PROVIDED PASSAGE:
1. I’m amazing but I’m not for everyone

I’ll preface this one with sharing that I am a Gemini (please don’t run away just yet). So, I would say I have a strong personality. I’m adaptable, inquisitive, charming, spontaneous and most importantly—straight-forward. That last one has sunk me in hot water at times considering I'm someone who speaks frankly. I'm empathetic yet honest and can easily recognize inauthenticity. However, lessons were learned and it’s really about keeping those who accept all facets of your personality in your corner. My adaptability allows me to get along with different personalities in any setting; it’s easy to match someone’s energy and spark a conversation about almost anything—many people view that as being “two-faced” and/or “fake”. My spontaneity keeps things exciting for me. Trying new things and seeing new places is necessary—but is “too last minute” for many, which is cool too, I acknowledge the differences in lifestyles.

As these characteristics became more prominent in my personality, I began to notice friendships grew apart, relationships failed, and family dynamics shifted. All in which are a part of life and growing up and through those growing pains I developed a stronger sense of self and have amazing friends who have become family. The biggest takeaway from this realization is that it's not my job to make others like me, it's my job to be the best version of myself and come to find I'm actually pretty awesome, I’m just not everyone’s cup o’ tea and that okay…because I prefer coffee anyway.

EXERCISES:
1. Do these statements agree with the personality essay above? (a) The writer says being straightforward has sometimes caused trouble. (b) The writer prefers tea to coffee. (c) The writer says it is the writer's job to make others like them.
2. Could you pick up the personality essay above right after its final sentence and keep writing it?

EXCERPTED DATA:
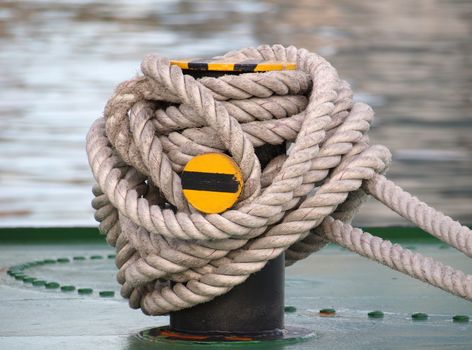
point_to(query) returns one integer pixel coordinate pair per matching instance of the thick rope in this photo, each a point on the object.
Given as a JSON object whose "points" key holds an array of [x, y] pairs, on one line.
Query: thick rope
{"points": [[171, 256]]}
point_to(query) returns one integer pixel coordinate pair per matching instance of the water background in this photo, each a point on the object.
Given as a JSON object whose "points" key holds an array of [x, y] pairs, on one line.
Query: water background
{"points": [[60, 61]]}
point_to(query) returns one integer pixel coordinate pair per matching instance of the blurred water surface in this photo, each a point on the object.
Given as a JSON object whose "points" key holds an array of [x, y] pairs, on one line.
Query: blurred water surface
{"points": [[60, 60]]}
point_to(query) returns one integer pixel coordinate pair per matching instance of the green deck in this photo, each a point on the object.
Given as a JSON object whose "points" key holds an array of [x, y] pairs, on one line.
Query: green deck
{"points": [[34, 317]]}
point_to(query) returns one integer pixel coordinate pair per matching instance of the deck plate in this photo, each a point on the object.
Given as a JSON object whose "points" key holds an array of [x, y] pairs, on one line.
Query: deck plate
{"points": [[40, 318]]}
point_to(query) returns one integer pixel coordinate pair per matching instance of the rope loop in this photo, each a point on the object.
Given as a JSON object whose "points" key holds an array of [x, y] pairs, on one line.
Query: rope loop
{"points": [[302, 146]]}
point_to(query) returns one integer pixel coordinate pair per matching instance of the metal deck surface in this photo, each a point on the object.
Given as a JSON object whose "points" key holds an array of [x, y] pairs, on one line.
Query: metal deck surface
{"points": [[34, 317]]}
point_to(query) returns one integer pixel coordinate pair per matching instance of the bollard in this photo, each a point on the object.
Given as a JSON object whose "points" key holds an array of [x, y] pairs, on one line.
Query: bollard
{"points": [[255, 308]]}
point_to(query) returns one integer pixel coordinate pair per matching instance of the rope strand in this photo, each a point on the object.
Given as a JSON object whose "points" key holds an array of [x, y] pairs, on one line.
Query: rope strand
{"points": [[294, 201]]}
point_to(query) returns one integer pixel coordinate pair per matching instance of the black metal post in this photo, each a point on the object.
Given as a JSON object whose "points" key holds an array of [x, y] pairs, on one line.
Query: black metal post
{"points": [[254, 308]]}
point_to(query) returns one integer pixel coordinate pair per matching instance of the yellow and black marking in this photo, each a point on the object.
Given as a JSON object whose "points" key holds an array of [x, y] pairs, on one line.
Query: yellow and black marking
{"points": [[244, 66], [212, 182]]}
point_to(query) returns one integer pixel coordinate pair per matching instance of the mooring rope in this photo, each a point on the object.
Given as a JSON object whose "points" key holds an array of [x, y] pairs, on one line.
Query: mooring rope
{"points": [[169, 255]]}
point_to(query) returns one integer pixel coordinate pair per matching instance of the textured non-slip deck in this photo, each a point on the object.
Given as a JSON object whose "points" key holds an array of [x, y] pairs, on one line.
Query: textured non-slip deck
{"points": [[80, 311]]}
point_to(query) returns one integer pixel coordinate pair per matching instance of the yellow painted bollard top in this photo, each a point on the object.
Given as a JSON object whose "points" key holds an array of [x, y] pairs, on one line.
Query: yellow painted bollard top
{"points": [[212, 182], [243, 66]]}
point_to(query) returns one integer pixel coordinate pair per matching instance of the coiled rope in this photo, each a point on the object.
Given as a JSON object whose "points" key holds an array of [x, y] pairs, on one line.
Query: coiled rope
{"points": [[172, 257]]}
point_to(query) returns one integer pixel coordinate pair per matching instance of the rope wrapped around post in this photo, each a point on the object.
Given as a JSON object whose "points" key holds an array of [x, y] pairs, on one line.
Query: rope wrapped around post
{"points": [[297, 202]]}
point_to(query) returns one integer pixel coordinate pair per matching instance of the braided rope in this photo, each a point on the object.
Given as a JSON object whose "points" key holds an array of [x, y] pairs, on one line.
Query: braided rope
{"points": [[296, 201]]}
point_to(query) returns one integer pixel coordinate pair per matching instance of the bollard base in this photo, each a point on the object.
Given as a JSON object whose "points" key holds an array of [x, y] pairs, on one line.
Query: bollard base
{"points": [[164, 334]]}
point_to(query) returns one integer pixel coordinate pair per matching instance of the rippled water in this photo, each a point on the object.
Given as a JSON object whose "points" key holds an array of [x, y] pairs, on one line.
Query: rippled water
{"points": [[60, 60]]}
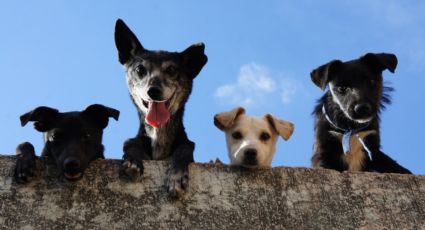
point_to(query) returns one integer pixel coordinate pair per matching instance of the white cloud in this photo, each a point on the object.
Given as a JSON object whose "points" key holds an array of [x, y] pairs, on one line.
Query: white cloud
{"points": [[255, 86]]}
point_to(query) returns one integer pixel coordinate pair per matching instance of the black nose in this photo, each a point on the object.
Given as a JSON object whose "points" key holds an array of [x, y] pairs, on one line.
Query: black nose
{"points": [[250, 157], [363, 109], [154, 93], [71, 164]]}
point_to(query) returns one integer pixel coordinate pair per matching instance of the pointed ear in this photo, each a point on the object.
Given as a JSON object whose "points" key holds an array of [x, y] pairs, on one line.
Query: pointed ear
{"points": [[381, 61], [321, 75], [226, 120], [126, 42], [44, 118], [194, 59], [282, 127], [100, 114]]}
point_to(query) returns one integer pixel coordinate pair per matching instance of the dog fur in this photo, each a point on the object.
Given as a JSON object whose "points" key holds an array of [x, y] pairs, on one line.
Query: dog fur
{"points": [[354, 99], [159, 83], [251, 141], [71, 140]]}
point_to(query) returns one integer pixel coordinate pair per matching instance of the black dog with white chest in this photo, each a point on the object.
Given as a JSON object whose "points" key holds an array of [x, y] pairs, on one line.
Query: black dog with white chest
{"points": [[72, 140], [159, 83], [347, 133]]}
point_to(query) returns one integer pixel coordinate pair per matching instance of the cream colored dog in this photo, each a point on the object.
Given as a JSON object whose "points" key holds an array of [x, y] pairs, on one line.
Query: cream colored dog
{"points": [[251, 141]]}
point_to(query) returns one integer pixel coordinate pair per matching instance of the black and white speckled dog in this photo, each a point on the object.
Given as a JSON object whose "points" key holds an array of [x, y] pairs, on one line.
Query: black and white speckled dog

EXPECTED RESULTS:
1.
(a) Yes: "That last one has sunk me in hot water at times"
(b) No: "because I prefer coffee anyway"
(c) No: "it's not my job to make others like me"

2.
Photo credit: @coco.luna_

2. Always trust yourself first

If there is one thing I learned throughout these 10 years is to always trust my intuition. Make a decision because it feels right not because of some external influence. Not to care how other people are telling me how to do something or take their opinion so close to heart when making a decision. I had always needed some kind of validation to know I was making the right one. I didn’t trust myself or my intuition. It was too unknown for my liking. I needed to know the next step. What happens next? What’s the plan if this or that happens? Rather than just trusting myself and saying “no” when things didn’t feel right. After years of learning the hard way and essentially going against my intuition I was at a point where I felt I had nothing to lose. I took a major leap of faith and quit my job, moved back home and as scared as I was, I knew it would work out. The anxiety I felt wasn't so much apprehension but rather excitement and readiness for what's to come. I moved back in December, got offered a better job in February of 2020 and who would've thought that the world was going to go into a global pandemic the very next month? Had I not taken that jump I would've been stuck at in a city I hated and working at a job that made me miserable! I believe everything happens for a reason and now instead of looking externally for validation, I look internally and trust I'll make the right decision.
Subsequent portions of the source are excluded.